[Work instructions]: Nothing in the data may be omitted; output it all verbatim.

[Data excerpts]:

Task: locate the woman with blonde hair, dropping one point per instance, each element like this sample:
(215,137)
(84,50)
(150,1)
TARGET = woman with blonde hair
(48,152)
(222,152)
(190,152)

[Task solution]:
Task: locate the woman with blonde hair, dropping one point per instance, each element like this sample:
(215,137)
(84,50)
(150,1)
TARGET = woman with blonde hair
(48,152)
(222,152)
(190,152)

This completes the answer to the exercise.